Task directions:
Gather and copy out every line in the entries below that contains the word "pillow". Matching is case-sensitive.

Provided records:
☆ ☆ ☆ ☆ ☆

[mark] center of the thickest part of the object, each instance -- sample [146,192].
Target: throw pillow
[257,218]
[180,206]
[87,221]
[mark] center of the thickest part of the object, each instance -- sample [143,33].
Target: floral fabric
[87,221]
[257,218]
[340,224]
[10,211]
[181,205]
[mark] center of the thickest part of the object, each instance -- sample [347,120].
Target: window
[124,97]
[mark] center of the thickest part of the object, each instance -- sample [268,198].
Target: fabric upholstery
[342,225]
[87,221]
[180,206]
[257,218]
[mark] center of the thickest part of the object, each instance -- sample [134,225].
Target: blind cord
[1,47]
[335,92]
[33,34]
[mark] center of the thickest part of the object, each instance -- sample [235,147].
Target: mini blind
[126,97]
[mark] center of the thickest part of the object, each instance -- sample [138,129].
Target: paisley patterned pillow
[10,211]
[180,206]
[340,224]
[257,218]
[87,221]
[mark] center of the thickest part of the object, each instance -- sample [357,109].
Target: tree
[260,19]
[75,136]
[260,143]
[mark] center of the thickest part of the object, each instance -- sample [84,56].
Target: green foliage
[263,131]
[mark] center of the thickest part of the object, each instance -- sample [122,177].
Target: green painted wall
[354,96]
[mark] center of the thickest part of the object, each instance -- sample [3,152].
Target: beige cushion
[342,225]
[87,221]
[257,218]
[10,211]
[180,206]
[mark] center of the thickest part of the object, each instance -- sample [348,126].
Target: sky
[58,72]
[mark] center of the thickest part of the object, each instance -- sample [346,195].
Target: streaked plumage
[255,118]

☆ ☆ ☆ ☆ ☆

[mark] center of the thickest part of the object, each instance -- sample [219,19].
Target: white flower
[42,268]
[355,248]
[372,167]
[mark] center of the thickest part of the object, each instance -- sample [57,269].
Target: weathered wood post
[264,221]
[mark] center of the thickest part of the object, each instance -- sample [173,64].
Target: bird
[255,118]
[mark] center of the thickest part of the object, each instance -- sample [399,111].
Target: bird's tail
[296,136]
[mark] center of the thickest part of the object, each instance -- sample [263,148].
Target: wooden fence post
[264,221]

☆ ☆ ☆ ☆ ☆

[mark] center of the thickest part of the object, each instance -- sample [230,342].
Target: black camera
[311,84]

☆ ☆ ☆ ☆ ☆

Output of the exercise:
Target: throw pillow
Target: paisley patterned pillow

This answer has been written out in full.